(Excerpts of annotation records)
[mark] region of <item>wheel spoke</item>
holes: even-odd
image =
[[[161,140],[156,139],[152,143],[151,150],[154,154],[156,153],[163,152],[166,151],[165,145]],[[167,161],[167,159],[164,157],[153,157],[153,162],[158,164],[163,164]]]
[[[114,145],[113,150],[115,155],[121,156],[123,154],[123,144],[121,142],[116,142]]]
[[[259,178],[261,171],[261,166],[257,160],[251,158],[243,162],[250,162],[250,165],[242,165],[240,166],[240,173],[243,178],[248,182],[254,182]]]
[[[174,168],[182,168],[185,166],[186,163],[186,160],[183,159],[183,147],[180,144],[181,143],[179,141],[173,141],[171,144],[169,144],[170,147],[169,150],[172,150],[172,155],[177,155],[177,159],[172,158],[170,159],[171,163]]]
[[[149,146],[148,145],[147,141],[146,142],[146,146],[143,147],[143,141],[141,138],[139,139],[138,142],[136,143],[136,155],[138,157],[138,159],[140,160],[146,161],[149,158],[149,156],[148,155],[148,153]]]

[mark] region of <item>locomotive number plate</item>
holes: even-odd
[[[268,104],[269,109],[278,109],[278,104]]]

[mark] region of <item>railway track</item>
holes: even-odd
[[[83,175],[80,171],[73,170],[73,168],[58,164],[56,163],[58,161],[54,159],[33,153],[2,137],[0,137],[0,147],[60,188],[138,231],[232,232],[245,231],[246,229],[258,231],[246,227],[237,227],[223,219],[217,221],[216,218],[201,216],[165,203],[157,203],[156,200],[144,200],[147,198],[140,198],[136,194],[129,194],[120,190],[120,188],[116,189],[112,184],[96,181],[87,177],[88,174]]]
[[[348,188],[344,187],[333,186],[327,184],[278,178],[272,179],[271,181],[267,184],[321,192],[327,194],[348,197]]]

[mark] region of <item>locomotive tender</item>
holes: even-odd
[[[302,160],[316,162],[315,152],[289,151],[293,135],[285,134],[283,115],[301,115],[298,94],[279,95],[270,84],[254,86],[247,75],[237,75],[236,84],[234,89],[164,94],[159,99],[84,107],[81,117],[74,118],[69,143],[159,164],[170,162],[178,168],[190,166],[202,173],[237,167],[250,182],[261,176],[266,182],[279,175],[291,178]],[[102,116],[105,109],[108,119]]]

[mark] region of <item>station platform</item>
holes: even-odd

• GIVEN PROBLEM
Rewrite every line of the material above as a numbered list, omitting the blank lines.

• SOLUTION
1. [mark] region of <item>wheel spoke</item>
2. holes: even-odd
3. image =
4. [[[161,140],[156,139],[152,143],[151,150],[154,154],[156,153],[163,152],[166,151],[165,145]],[[167,161],[167,159],[164,157],[153,157],[153,162],[158,164],[163,164]]]
5. [[[114,145],[113,150],[115,155],[121,156],[123,154],[123,144],[121,142],[116,142]]]
6. [[[259,178],[261,171],[261,166],[257,160],[251,158],[243,162],[250,162],[250,165],[242,165],[240,166],[240,173],[243,178],[248,182],[254,182]]]
7. [[[174,168],[182,168],[185,166],[186,163],[186,160],[183,159],[183,147],[180,144],[181,143],[179,141],[173,141],[171,144],[169,144],[170,147],[169,150],[172,150],[172,155],[177,155],[177,159],[172,158],[170,159],[171,163]]]
8. [[[149,146],[148,145],[147,141],[146,142],[146,146],[143,147],[143,141],[141,138],[139,139],[138,142],[136,143],[136,155],[138,157],[138,159],[140,160],[146,161],[149,158],[149,156],[148,155],[148,153]]]
9. [mark] region of <item>locomotive number plate</item>
10. holes: even-odd
11. [[[268,104],[269,109],[278,109],[278,104]]]
12. [mark] region of <item>railway track</item>
13. holes: even-odd
14. [[[83,175],[80,171],[73,170],[73,168],[58,164],[56,163],[58,161],[54,159],[33,153],[2,137],[0,137],[0,147],[60,188],[138,231],[232,232],[245,231],[246,229],[258,231],[246,227],[237,227],[223,219],[217,221],[216,218],[201,216],[165,203],[157,203],[156,200],[144,200],[147,198],[140,198],[136,194],[129,194],[120,190],[120,188],[116,189],[112,184],[96,181],[87,177],[88,174]]]
15. [[[348,188],[344,187],[333,186],[327,184],[278,178],[272,179],[271,181],[267,184],[321,192],[327,194],[348,197]]]
16. [mark] region of <item>locomotive tender</item>
17. holes: even-odd
18. [[[302,160],[316,162],[315,152],[289,151],[293,135],[285,134],[283,115],[301,115],[298,94],[279,95],[270,84],[254,86],[247,75],[237,75],[236,84],[234,89],[164,94],[159,99],[84,107],[81,117],[74,118],[69,143],[159,164],[170,162],[178,168],[190,166],[202,173],[237,167],[250,182],[261,176],[266,182],[279,175],[291,178]],[[102,116],[105,109],[108,119]]]
19. [mark] region of <item>station platform</item>
20. holes: even-odd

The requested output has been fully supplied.